[WHAT IS NEEDED]
Report in full each line of the records below that contains the string "overcast". Case counts.

[DATASET ROWS]
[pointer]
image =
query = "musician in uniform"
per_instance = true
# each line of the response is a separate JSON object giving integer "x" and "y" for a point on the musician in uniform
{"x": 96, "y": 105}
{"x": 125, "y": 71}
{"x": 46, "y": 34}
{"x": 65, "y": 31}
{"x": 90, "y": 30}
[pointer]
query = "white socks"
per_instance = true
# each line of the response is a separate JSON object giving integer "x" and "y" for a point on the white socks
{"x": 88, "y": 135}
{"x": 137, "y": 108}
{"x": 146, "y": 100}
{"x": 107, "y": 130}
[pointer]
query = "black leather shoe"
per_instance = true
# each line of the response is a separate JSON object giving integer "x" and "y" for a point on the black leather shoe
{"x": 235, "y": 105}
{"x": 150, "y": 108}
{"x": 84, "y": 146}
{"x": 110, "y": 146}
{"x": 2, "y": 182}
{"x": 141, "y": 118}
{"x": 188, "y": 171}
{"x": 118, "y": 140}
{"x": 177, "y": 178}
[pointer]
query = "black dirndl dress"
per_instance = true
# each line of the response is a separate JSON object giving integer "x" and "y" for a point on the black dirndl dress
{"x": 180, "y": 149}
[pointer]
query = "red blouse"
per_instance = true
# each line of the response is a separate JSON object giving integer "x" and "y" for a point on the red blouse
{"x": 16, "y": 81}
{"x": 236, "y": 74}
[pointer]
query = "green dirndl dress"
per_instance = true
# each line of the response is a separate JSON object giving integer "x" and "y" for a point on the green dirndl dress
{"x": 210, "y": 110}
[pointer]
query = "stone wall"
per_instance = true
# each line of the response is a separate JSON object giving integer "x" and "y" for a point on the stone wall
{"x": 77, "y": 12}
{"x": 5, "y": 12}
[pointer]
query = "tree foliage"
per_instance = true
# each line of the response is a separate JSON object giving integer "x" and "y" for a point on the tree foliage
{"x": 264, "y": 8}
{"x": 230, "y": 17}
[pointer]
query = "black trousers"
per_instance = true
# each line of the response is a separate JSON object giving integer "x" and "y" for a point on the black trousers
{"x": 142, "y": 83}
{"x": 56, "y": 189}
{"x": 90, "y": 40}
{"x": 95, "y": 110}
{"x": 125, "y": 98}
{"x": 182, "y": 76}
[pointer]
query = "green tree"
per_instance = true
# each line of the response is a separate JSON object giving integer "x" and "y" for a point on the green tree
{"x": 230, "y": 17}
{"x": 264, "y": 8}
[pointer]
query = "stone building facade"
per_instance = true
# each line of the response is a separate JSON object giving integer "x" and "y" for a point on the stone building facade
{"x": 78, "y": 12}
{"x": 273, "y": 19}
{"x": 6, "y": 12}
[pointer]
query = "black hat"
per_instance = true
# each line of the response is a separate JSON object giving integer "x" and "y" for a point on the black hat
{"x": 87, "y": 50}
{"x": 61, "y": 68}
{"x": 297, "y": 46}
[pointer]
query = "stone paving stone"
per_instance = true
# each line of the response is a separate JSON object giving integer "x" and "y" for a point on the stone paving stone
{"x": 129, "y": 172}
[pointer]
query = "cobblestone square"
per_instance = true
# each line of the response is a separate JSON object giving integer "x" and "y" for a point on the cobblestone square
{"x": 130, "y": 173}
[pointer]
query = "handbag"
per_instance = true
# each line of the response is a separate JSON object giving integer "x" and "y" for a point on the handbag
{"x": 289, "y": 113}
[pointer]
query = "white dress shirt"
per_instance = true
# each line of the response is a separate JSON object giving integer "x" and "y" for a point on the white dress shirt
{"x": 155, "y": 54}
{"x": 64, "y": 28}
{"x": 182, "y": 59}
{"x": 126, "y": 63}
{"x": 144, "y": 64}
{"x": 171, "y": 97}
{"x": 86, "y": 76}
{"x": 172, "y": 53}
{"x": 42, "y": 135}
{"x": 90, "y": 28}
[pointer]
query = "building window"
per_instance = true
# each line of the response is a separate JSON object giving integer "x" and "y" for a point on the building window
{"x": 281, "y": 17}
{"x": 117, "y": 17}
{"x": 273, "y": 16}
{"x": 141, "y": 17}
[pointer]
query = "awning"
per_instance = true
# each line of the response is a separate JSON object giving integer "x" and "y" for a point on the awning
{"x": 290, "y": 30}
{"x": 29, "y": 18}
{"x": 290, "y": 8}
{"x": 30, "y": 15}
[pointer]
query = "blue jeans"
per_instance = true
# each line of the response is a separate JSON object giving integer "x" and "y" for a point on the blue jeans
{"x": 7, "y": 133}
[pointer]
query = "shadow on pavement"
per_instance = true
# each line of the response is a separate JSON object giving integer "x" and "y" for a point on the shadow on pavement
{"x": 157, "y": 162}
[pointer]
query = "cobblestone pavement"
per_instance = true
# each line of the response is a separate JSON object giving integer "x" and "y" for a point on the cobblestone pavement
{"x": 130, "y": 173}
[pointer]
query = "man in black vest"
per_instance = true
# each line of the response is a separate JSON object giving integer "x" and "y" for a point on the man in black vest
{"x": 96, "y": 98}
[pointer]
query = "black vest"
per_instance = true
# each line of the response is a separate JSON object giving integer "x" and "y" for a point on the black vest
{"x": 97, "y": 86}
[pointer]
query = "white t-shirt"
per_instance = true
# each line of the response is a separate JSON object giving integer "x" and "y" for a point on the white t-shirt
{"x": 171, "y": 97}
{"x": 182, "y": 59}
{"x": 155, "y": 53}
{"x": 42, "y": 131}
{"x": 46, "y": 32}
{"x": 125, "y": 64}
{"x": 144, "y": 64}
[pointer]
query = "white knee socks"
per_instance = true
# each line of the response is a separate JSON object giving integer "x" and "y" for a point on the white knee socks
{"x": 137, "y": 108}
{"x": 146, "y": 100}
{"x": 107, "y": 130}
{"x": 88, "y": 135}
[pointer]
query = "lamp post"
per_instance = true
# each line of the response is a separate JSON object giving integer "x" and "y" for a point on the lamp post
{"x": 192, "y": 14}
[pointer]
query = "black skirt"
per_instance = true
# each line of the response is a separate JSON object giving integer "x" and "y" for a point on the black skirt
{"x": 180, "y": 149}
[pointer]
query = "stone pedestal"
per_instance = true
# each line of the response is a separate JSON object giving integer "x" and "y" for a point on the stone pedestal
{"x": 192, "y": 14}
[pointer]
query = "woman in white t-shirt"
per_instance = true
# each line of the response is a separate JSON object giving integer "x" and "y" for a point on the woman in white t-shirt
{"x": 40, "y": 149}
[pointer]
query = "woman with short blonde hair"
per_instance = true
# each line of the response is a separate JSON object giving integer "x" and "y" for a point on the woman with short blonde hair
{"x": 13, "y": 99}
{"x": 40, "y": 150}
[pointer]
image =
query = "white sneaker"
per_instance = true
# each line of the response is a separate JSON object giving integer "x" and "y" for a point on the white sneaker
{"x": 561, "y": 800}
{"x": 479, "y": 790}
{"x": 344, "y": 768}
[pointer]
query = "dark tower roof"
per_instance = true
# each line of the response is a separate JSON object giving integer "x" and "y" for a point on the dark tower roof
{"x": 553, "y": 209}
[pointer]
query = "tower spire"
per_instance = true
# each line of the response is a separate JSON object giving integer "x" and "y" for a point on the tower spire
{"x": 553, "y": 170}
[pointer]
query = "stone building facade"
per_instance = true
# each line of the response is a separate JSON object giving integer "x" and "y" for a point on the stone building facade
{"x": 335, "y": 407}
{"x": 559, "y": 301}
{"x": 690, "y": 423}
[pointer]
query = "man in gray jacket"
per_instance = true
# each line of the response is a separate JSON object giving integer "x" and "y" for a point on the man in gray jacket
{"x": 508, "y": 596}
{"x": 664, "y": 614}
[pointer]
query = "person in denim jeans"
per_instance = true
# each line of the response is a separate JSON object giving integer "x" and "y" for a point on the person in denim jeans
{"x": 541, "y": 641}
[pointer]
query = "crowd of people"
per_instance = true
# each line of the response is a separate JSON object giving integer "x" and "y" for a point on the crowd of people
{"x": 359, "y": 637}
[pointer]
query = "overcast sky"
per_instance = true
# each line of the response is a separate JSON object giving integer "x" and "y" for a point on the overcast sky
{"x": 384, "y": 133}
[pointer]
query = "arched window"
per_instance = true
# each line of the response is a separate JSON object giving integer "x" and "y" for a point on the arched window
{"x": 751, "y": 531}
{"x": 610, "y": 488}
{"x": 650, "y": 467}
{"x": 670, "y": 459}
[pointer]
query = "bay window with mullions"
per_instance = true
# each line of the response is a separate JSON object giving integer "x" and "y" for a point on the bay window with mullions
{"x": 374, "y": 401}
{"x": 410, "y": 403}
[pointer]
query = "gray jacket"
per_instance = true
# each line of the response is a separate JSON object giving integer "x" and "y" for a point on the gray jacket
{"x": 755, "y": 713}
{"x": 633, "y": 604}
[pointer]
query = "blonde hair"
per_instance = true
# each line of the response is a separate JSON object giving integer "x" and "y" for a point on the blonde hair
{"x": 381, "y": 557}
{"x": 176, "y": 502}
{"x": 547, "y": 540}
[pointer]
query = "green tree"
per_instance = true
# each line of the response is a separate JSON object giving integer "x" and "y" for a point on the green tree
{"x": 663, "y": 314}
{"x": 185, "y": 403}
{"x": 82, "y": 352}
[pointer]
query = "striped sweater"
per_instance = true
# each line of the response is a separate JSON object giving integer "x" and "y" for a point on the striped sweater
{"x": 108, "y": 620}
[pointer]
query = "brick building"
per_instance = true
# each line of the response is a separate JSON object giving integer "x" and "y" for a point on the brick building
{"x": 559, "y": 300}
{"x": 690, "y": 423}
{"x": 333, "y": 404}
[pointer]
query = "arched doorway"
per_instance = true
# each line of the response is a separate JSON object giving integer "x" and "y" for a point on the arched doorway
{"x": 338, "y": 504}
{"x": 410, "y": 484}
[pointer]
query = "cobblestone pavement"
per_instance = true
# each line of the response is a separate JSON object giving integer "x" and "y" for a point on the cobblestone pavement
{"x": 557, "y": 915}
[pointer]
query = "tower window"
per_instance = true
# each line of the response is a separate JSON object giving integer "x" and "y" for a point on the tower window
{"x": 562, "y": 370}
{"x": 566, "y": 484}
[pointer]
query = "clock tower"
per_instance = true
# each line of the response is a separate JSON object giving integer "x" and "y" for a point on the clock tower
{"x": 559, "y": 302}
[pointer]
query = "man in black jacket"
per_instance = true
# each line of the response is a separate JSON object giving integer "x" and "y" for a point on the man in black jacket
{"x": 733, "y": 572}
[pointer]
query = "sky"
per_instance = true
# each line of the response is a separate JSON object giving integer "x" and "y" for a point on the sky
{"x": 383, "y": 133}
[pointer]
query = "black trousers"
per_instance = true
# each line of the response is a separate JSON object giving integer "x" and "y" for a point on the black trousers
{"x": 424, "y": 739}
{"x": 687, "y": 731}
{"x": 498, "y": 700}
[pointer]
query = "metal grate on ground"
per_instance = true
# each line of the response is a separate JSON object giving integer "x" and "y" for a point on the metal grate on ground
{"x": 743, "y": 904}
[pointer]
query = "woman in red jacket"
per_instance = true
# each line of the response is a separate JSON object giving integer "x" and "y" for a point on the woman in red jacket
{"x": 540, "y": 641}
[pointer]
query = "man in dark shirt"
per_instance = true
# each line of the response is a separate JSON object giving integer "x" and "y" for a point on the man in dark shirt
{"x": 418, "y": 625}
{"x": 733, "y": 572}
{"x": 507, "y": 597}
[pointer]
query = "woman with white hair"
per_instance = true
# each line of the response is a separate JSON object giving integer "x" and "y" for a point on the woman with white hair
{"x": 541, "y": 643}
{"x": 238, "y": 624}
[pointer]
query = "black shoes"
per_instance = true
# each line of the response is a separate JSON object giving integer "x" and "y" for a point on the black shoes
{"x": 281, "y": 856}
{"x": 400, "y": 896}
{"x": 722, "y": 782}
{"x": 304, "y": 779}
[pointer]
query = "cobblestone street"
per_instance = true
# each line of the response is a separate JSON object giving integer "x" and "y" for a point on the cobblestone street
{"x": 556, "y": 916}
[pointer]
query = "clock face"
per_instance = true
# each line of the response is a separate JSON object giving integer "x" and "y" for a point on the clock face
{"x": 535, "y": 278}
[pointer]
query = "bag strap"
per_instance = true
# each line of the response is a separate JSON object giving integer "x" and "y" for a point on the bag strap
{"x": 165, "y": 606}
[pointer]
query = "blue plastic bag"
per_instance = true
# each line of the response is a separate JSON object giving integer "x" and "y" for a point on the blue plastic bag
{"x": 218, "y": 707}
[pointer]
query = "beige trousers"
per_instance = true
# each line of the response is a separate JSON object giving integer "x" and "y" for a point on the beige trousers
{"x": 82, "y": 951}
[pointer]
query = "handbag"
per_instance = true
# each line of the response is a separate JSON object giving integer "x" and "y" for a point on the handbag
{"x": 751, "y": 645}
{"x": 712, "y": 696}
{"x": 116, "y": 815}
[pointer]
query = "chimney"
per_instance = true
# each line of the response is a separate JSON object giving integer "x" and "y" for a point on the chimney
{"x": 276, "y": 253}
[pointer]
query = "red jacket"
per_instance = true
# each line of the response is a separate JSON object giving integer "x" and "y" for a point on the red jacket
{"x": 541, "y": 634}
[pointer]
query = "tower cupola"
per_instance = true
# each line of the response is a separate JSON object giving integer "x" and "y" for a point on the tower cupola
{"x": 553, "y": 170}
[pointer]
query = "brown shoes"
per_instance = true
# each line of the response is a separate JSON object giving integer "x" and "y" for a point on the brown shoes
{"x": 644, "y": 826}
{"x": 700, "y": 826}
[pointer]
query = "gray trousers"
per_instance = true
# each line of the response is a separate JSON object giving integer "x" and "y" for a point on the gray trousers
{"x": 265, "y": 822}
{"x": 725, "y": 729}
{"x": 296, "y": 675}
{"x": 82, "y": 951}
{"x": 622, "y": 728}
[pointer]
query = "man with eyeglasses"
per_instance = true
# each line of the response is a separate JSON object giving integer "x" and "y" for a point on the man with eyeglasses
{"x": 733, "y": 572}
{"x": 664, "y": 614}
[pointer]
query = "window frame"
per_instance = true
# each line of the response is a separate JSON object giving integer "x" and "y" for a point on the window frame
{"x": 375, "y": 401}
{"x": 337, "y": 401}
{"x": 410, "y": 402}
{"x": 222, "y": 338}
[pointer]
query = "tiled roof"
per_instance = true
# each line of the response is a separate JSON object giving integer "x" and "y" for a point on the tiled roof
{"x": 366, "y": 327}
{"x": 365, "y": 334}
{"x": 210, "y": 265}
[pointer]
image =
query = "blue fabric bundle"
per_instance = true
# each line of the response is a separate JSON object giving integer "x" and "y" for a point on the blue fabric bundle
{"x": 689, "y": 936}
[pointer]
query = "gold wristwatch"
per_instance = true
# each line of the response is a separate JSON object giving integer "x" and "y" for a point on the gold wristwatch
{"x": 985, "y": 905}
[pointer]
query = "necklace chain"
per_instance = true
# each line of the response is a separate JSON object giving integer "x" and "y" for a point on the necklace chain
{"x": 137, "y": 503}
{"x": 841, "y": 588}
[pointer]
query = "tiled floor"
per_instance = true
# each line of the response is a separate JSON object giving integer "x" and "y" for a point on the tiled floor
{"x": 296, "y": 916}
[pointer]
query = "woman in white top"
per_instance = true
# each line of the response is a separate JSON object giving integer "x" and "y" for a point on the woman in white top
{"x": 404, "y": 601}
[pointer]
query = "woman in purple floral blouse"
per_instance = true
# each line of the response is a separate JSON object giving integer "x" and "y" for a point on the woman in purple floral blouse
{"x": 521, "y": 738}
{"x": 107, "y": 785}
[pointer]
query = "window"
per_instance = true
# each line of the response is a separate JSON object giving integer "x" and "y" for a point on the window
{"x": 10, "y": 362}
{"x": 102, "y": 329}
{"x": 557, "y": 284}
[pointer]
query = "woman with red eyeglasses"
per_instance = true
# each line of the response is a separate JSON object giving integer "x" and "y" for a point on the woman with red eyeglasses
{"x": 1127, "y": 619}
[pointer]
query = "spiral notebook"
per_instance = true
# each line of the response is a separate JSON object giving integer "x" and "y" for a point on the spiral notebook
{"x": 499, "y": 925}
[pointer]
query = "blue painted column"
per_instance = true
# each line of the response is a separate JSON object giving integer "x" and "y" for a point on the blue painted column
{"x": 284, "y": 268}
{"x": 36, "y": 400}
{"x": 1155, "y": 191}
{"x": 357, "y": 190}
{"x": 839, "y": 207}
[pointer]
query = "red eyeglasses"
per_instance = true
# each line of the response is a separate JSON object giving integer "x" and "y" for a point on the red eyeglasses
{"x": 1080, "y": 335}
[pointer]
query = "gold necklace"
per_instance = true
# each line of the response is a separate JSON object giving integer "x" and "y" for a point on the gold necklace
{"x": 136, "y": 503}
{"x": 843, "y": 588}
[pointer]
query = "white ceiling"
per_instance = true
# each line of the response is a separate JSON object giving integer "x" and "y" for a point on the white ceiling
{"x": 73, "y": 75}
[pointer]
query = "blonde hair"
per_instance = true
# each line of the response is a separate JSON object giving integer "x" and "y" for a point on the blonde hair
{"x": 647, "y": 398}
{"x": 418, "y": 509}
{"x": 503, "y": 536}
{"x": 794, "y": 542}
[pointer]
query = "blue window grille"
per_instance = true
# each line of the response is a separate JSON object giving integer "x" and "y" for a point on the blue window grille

[EXERCISE RESULT]
query = "overcast sky"
# each line of the response is a separate JSON object giving integer "x" and "y" for a point on the overcast sky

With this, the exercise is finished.